#### GIVEN EXERCISE 1
Please answer these questions about the Alnmouth guide:
(a) Alnmouth sits on the estuary of which river?
(b) About how far is Alnmouth from Alnwick?
(c) What does VisitNorthumberland call Alnmouth?

#### EXCERPT PROVIDED
Northumberland is well-known for its fantastic beaches, amazing scenery, friendly seaside villages, and easy access to castles and attractions. Alnmouth delivers all of this and more in a picture-postcard, easy-to-reach package. Perfect for a family staycation!
A relaxing beach holiday on the amazing Northumberland coast
If you’re looking for a fantastic beach holiday, Alnmouth is perfect. It sits on the River Aln estuary and so has shallows for splashing about in at low tide, plus waves perfect for body-boarding at high tide.
Quick Guide to Alnmouth
Alnmouth is tucked away in a long bay on the Northumberland coast, about 5 miles from Alnwick, and part of the Northumberland Area of Outstanding Natural Beauty. The village itself is incredibly pretty, sitting on the corner of land where the River Aln flows out to the North Sea.
Home to a picturesque row of “coloured houses”, VisitNorthumberland even calls Alnmouth ‘the Tobermory of Northumberland’. It’s certainly just as attractive (and easier to get to!).

#### DATA SHOWN

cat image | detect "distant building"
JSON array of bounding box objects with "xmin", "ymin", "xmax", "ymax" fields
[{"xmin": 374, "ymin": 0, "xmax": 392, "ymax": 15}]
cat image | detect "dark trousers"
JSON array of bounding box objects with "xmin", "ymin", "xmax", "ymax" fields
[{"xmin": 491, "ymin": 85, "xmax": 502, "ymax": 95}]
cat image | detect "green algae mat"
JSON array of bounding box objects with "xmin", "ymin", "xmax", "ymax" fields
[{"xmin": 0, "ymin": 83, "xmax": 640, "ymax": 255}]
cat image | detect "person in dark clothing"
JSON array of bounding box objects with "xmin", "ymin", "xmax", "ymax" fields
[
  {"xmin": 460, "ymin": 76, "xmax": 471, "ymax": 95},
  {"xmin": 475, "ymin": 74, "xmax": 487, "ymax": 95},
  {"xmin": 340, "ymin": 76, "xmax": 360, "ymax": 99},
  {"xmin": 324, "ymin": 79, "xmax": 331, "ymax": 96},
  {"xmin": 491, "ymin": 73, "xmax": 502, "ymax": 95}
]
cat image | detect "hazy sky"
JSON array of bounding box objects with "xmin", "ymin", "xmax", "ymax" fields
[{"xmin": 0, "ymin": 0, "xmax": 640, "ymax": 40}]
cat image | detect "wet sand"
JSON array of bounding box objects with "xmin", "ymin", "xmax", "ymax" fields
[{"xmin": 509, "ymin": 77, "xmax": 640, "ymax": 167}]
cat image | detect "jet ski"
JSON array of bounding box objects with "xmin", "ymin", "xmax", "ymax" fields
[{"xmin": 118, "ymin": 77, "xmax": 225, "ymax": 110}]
* * *
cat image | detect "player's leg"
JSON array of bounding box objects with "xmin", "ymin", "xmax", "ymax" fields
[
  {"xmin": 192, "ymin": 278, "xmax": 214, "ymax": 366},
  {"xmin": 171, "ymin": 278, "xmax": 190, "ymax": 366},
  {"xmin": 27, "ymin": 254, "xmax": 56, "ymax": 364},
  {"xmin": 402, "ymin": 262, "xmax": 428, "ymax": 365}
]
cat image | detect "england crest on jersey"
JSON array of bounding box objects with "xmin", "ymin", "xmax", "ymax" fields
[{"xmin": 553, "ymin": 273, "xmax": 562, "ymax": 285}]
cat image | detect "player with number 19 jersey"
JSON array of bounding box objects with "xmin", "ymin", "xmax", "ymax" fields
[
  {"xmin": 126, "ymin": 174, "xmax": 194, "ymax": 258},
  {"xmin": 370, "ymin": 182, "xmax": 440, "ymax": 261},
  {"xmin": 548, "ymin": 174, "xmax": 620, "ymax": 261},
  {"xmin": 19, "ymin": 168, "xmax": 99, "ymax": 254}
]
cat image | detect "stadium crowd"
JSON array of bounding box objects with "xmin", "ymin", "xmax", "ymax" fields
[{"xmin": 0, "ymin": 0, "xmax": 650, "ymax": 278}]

#### GIVEN EXERCISE 2
Collect every line in the records that contains the string "player".

#### OUTPUT 1
(a) The River Aln
(b) About 5 miles
(c) 'the Tobermory of Northumberland'

#### OUTPUT 2
cat image | detect "player's leg"
cat image | detect "player with number 19 jersey"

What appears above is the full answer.